Problem description: Rewrite the entries from the start through the line containing "0,76,1200,155", switching "ocean surface" to "sea surface" and changing nothing else.

The input:
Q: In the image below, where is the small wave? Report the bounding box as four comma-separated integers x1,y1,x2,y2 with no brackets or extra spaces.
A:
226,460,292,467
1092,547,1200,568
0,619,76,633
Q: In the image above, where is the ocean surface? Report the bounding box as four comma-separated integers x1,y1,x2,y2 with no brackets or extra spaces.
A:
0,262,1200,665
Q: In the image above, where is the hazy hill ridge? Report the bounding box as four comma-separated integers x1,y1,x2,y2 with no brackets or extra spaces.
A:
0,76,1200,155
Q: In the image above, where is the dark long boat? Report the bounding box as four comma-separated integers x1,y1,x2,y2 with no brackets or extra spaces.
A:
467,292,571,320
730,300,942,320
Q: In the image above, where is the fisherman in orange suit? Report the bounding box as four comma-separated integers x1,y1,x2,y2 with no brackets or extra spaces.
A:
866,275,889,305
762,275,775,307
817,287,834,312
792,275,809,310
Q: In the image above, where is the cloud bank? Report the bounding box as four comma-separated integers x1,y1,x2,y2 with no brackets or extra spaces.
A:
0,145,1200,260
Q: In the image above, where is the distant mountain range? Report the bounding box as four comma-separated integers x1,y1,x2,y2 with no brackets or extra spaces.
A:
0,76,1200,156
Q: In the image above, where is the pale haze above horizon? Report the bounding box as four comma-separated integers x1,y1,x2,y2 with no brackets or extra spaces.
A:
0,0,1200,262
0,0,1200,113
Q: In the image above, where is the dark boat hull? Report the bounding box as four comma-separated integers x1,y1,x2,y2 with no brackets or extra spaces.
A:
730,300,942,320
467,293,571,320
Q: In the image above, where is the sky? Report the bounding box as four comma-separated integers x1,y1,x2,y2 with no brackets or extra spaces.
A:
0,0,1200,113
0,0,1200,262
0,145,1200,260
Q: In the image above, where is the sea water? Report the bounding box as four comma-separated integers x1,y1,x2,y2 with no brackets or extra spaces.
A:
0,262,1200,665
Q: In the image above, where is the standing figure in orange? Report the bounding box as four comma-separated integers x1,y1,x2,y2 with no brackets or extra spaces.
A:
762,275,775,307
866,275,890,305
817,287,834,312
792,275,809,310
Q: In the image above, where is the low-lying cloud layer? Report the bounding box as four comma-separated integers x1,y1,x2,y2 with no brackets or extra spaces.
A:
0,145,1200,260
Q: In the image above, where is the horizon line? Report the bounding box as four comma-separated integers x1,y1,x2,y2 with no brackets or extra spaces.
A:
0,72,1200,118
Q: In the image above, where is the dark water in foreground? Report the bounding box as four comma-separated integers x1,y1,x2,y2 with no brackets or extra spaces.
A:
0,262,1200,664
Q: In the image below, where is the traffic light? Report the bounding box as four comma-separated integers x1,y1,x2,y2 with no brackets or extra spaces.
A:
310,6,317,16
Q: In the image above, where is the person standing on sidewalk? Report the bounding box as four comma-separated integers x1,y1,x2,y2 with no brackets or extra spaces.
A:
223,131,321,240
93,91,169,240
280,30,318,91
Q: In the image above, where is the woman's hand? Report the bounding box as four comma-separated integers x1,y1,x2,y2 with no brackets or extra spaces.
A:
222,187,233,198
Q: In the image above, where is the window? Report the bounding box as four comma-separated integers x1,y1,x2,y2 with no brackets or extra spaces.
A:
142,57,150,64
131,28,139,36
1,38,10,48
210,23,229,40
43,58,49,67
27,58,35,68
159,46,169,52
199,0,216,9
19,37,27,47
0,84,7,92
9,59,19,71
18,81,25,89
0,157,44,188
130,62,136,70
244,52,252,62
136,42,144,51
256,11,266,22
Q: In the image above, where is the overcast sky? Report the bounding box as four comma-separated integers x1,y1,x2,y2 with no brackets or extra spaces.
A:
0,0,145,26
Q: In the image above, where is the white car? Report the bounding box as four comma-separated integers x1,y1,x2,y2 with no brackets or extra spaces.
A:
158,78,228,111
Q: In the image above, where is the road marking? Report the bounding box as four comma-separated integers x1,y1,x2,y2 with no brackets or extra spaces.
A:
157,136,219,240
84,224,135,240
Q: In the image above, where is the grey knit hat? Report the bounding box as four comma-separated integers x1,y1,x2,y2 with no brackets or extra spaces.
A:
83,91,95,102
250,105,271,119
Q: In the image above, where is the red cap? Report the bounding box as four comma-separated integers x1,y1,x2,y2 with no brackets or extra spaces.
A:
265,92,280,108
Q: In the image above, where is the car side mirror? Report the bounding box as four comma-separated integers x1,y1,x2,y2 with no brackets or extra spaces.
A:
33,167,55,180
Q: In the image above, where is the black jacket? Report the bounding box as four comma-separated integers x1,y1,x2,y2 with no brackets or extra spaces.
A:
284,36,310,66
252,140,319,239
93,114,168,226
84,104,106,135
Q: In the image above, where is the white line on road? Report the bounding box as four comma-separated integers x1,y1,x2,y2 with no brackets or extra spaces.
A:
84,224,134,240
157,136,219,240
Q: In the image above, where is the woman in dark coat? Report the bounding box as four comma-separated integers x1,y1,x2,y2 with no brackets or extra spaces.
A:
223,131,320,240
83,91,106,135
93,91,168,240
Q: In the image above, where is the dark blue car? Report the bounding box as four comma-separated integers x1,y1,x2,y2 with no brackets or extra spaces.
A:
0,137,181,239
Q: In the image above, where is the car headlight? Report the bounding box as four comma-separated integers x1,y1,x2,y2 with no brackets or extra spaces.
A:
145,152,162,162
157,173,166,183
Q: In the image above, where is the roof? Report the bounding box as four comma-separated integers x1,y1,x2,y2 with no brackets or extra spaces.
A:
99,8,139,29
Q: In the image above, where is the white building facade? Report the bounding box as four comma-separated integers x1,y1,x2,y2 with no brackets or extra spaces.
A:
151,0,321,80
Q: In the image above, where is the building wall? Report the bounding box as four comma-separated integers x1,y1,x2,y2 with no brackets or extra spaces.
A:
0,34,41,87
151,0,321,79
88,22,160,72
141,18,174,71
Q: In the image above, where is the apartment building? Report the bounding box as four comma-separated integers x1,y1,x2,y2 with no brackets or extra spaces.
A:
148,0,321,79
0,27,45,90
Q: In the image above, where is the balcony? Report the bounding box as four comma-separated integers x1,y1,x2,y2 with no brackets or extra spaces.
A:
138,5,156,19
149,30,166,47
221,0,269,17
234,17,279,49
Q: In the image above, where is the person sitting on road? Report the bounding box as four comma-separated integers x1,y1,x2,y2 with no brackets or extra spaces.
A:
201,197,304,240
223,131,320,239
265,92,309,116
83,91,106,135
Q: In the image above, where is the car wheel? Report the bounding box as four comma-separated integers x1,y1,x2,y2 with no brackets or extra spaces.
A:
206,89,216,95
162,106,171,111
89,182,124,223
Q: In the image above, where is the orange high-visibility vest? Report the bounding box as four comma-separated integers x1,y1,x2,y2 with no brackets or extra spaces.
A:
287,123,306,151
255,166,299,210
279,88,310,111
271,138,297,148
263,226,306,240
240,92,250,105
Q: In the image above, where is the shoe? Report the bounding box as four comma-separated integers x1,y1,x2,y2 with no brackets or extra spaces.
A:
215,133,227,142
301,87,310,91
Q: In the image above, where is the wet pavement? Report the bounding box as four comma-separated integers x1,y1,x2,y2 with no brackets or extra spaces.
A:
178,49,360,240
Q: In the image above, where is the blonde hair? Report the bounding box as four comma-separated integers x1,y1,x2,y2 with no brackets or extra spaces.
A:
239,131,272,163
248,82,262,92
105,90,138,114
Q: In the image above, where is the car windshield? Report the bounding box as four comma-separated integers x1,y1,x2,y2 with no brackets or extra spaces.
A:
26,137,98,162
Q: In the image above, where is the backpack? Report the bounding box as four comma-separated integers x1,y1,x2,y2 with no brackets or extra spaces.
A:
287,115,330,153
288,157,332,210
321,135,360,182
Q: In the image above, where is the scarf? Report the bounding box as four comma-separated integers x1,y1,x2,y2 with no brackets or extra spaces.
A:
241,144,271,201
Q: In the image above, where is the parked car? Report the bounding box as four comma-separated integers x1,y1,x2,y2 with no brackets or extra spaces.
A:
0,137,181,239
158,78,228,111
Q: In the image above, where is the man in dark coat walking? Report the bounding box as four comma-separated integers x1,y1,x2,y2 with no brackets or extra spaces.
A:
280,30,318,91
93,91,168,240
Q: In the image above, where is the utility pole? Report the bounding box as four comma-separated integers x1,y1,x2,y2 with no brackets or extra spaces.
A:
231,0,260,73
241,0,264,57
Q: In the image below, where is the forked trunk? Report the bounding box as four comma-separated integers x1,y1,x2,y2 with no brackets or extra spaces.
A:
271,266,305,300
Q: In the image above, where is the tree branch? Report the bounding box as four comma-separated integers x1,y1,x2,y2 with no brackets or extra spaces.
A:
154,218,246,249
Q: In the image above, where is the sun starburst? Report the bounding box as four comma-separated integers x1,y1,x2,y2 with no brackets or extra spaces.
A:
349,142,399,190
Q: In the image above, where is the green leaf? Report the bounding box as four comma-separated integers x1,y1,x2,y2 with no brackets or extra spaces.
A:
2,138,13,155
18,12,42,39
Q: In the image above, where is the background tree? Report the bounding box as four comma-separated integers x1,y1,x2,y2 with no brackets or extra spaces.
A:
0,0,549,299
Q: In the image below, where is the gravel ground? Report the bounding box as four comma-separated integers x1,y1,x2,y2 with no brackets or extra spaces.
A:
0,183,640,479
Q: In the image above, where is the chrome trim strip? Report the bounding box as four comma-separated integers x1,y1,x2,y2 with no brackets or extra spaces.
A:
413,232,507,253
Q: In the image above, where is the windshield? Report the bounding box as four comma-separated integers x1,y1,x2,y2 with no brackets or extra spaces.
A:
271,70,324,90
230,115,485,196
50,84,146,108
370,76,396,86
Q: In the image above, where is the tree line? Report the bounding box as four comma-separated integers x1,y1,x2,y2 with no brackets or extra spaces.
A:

Expected answer:
Q: In the image below, where is the small wave? Report the bounding box as four comma-separated integers x1,y1,x2,y2 with no brackets or extra spaces.
A:
226,460,292,467
1092,547,1200,568
0,619,76,633
Q: In the image above, where is the sea surface? Report the bounding box as four comma-separated integers x1,y1,x2,y2 with no brackets or extra spaces.
A:
0,262,1200,665
Q: In the image above, where is the hazy hill ridge? Report the bounding box as four comma-separated integers x1,y1,x2,y2 with no brackets or extra spaces.
A:
0,76,1200,155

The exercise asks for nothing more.